WORK TO DO:
From the passage on the new EB-5 guidance, reproduce the section that begins with the words "- Mechanism: The" and ends after the words "must be used.", replacing every occurrence of "credit card" with "debit card".

PASSAGE GIVEN:
════════════════════
USCIS has issued meaningful new guidance about some important topics relating to the EB-5 Reform and Integrity Act of 2022 (RIA), i.e., the new $20,000 or $10,000 per year regional center (RC) integrity fee, USCIS registration of investment "promoters," written disclosures of promoter compensation, identification of persons "involved with" EB-5 related entities, and the period through which investors are required to sustain their investment before return of their capital. All of these topics provide a gloss on my original summary of the RIA. The stakes for compliance with USCIS positions are high, as the consequences for noncompliance are severe. At least three of the topics are on the agenda for USCIS' March 20, 2023 EB-5 stakeholder engagement session.
Integrity Fee
The RIA requires each designated RC to pay an annual "integrity fee" of $20,000 or, if the RC has "20 or fewer total investors in the preceding fiscal year in its new commercial enterprises," $10,000. USCIS has issued a Federal Register notice, without soliciting any comment, interpreting this statutory language in the following ways:
- Amount: The amount of the fee for a particular fiscal year just ended depends on the difference between the numbers of two kinds of filings by EB-5 investors filed anytime (including in prior years) up to the end of the latest fiscal year (I-526 filings minus I-829 filings, not including I-829 filings by family members separate from the investor's filing). We had expected the calculation to be based only on new I-526E filings made during the latest fiscal year, and USCIS' interpretation will require $20,000 payments far more often. Justifying the lower-level fee will require complex historical analyses by longstanding RCs and even for new RCs will be possible far less often over time. USCIS stated that its adjudicators have discretion to evaluate the number of investors under "the totality of the circumstances," which would seem to include evidence that post-RIA investors have been repaid their investment before I-829 filing (which USCIS implicitly recognized is possible). If an RC pays only $10,000 and then USCIS calculates more than 20 investors from its own records of I-526 and I-829 filings, it appears that USCIS may issue a notice of intent to terminate, making the stakes for miscalculation exceedingly high.
- Mechanism: The fee must be paid at pay.gov either by credit card or ACH debit transaction. Enter "USCIS" to find the option to pay the RC integrity fee. Note that U.S. Department of Treasury guidelines permit USCIS to accept a maximum payment amount of $24,999 from one credit card in one day, and a single obligation cannot be split into multiple credit card payments over multiple days in order to evade this limit. So, to pay more than $20,000, ACH debit must be used.
════════════════════
DATA EXTRACT:
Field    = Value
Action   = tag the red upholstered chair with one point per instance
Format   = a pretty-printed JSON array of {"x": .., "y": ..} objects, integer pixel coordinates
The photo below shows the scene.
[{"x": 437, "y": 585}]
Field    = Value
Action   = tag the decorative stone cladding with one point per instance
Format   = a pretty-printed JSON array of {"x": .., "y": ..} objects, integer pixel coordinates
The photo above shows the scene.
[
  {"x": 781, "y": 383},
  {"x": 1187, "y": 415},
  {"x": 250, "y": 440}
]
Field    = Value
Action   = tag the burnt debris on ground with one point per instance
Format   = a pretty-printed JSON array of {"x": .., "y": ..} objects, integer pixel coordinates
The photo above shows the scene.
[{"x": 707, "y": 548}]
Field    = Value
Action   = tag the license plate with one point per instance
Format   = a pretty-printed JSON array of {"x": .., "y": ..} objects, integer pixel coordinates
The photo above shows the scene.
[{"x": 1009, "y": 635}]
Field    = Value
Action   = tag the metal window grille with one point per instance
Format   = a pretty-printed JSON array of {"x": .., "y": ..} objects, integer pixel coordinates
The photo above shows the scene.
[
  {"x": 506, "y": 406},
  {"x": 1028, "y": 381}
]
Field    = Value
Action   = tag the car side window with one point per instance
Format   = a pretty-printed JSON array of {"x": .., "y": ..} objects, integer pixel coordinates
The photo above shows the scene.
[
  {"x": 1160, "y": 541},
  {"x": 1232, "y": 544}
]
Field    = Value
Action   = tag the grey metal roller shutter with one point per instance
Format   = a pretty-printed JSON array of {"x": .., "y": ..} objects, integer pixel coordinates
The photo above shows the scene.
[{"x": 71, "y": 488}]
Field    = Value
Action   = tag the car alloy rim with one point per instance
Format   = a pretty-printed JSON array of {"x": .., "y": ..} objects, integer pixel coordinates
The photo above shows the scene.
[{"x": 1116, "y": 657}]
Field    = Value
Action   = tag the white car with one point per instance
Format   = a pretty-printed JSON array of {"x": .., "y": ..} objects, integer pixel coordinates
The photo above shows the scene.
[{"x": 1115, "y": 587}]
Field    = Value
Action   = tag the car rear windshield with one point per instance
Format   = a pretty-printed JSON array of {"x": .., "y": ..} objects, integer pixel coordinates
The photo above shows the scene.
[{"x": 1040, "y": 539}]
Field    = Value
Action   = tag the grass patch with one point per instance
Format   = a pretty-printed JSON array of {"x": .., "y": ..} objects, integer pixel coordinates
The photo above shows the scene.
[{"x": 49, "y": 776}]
════════════════════
SOLVED EXERCISE:
- Mechanism: The fee must be paid at pay.gov either by debit card or ACH debit transaction. Enter "USCIS" to find the option to pay the RC integrity fee. Note that U.S. Department of Treasury guidelines permit USCIS to accept a maximum payment amount of $24,999 from one debit card in one day, and a single obligation cannot be split into multiple debit card payments over multiple days in order to evade this limit. So, to pay more than $20,000, ACH debit must be used.